▸ Work to do
A) In the DLSU Business & Economics Review listing, what date range of PSEi daily returns does the calendar anomalies study cover?
B) Quote the DLSU Business & Economics Review listing word for word, everything from "Stability and Resilience" down to "the crisis period.".
C) Pick up the DLSU Business & Economics Review listing where it stops and keep writing.

▸ Excerpted text
◇ ◇ ◇ ◇ ◇ ◇ ◇
DLSU Business & Economics Review Volume 28 No. 1
FROM THE EDITOR:
Marites M. Tiongco
Associate Editor
RESEARCH ARTICLES:
The Effect of Global Financial Crisis on ASEAN Growth: Evidence From Stock Market Analysis
Authors: Siti Muliana Samsi, Zarinah Yusof and Kee-Cheok Cheong
Year: 2018, Volume 28 No. 1
Pages: 1-33
Abstract:
This study empirically examines the effects of the global financial crisis on economic growth through a model that considers various sectoral indices, with particular reference to the stock market, bank, and real estate. Using analysis of cointegration, parsimonious error correction model (PECM), impulse response function (IRF) and variance decomposition analysis (VDC), the study found that the effect of the global financial crisis on growth differs among ASEAN-5 countries. The PECM analysis reveals that the crisis has the real effect on the stock market and bank equations. Three out of five ASEAN countries show that the global financial crisis has a bigger effect on bank equations. This suggests that the global financial crisis created the conditions for the current credit crisis wherein increased risk premium is charged on banks loans globally. The findings from IRF and VDC highlight the shock and error variance in economic growth which were mostly explained by the stock market and banks. This finding suggests that the stock market and the banking sector provide the best leading information for economic activity, especially in developing countries. Thus, a new regulatory governance needs to be based on a well-functioning network of national and regional authorities and include international supervision of financial institutions with a global reach.
Stability and Resilience of Equity Markets amidst the 2008 Global Financial Crisis: Islamic Versus Conventional Markets
Author: M. Shabri Abd. Majid
Year: 2018, Volume 28 No. 1
Pages: 34-48
Abstract:
The objective of this study is to empirically explore the impacts of the 2008 global financial crisis on both Islamic and conventional equity markets of Malaysia, Indonesia, Japan, the UK, and the US. Daily closing indices, spanning from July 2007 to July 2011, are utilized and analyzed using cointegration technique and impulse response functions. The study found that the conventional equity markets performed marginally poorer than their Islamic counterparts during the 2008 global financial crisis. This finding implied that the Islamic equity markets were more stable and resilient than the Islamic equity markets amidst the crisis period.
On the Existence of Calendar Anomalies and Persistence in the Daily Returns of the PSEi
Author: Kristine Joy E. Carpio
Year: 2018, Volume 28 No. 1
Pages: 49-66
Abstract:
The future of the stock market may never be predicted consistently, nor its past behavior understood entirely, but any knowledge gained from observing it could help decide on a sound investment strategy. In this study, I looked at the daily returns of the Philippine Stock Exchange index (PSEi) from March 1, 1990, to January 31, 2017, and see how the data relates to the mathematically verifiable aspects of the noise theory and efficient market theory (EMT). In relation to the noise theory, I looked at the occurrences of anomalies. For the EMT, I made use of discrete-time Markov chains to determine some trends. The study results showed that most stock market anomalies are present while persistent behavior is hardly present in the dataset. Furthermore, I applied day ahead time domain forecasting methods starting with the simple moving average models to autoregressive moving average models. The augmented Dickey-Fuller test indicate that the daily returns are a stationary series although the ACF and PACF plots have consistently shown non-zero correlations for lags 1, 9, 12, 13. I have obtained AR(1) and ARMA(1,2) processes for the data and both models indicate the same forecasting accuracy via the Diebold-Mariano test. Although these time domain processes were unable to predict the random noise in the data, these processes were accurate in predicting the signs of the values as supported by the Pesaran-Timmermann test.
◇ ◇ ◇ ◇ ◇ ◇ ◇
▸ Information given
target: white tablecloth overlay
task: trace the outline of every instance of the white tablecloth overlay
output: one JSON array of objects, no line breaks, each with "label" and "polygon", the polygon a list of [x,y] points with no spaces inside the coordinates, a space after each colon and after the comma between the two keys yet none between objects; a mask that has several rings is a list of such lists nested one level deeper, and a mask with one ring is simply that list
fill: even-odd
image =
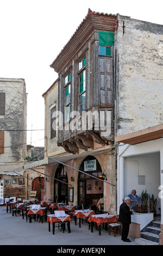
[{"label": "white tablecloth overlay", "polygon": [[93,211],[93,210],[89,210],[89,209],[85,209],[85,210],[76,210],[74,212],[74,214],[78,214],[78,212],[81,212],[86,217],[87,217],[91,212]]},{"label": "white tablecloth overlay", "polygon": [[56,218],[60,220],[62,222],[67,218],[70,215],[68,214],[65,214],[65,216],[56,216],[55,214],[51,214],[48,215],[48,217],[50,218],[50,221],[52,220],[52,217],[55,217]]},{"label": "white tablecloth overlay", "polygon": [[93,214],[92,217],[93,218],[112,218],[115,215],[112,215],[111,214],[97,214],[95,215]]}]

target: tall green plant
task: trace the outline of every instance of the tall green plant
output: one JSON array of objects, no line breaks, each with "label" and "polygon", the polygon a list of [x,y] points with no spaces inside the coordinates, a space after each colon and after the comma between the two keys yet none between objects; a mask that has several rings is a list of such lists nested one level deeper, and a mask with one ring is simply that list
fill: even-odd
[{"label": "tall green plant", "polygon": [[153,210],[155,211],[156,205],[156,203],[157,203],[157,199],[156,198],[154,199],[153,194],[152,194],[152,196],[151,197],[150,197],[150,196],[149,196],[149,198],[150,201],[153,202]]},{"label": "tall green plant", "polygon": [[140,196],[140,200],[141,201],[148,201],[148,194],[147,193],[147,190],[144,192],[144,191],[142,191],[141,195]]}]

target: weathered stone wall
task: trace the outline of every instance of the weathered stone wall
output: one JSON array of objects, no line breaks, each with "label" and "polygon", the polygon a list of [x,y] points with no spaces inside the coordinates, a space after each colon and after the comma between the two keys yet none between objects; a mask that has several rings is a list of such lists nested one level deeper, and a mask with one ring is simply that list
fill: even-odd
◇ ◇ ◇ ◇ ◇ ◇ ◇
▸ Per-task outputs
A) March 1, 1990, to January 31, 2017.

B)
Stability and Resilience of Equity Markets amidst the 2008 Global Financial Crisis: Islamic Versus Conventional Markets
Author: M. Shabri Abd. Majid
Year: 2018, Volume 28 No. 1
Pages: 34-48
Abstract:
The objective of this study is to empirically explore the impacts of the 2008 global financial crisis on both Islamic and conventional equity markets of Malaysia, Indonesia, Japan, the UK, and the US. Daily closing indices, spanning from July 2007 to July 2011, are utilized and analyzed using cointegration technique and impulse response functions. The study found that the conventional equity markets performed marginally poorer than their Islamic counterparts during the 2008 global financial crisis. This finding implied that the Islamic equity markets were more stable and resilient than the Islamic equity markets amidst the crisis period.

C)
Investigating Consumer Optimum Stimulation Level and Exploratory Online Buying Behavior
Author: Claro G. Gañac
Year: 2018, Volume 28 No. 1
Pages: 67-85
Abstract:
Technology and the Internet have changed every facet of human life on the planet. It has spawned online marketplaces where consumers anywhere around the world can shop 24/7 throughout the year. This empirical study aimed to explain the meteoric rise of Internet shopping not just because of the leaps-and-bounds advances in technology but also by intrinsic predisposition of consumers to engage in exploratory buying and consumption. The Internet has brought about a shopping environment with high inherent avenues for exploratory behavior. It is the proposition of this study that online shopping has encouraged exploratory information acquisition, heightened evaluation involvement, and impulsive buying to enhance the optimum stimulation level (OSL) level of consumers. It utilized the generic purchase decision model as a framework to measure Internet-domain exploratory shopping behavior. Descriptive research using online survey was conducted among 388 netizens to explore the proposed relationship. Principal component analysis on the OSL and exploratory buying behavior constructs confirmed the internal consistency of the empirical measurements. The study found that OSL traits of variety seeking, sensation seeking, and innovativeness have significant statistical correlation with actual exploratory consumer behavior. Variety-seeking OSL exhibited the highest correlation coefficient exceeding 0.50 with exploratory information acquisition and purchase behavior. Sensation-seeking showed the weakest linkage with exploratory buying behavior across the spectrum of information acquisition to purchase behavior, while consumer innovativeness exhibited the highest correlation with impulsive buying behavior. Income did not exert a significant direct or moderating effect on OSL traits regarding exploratory consumer behavior.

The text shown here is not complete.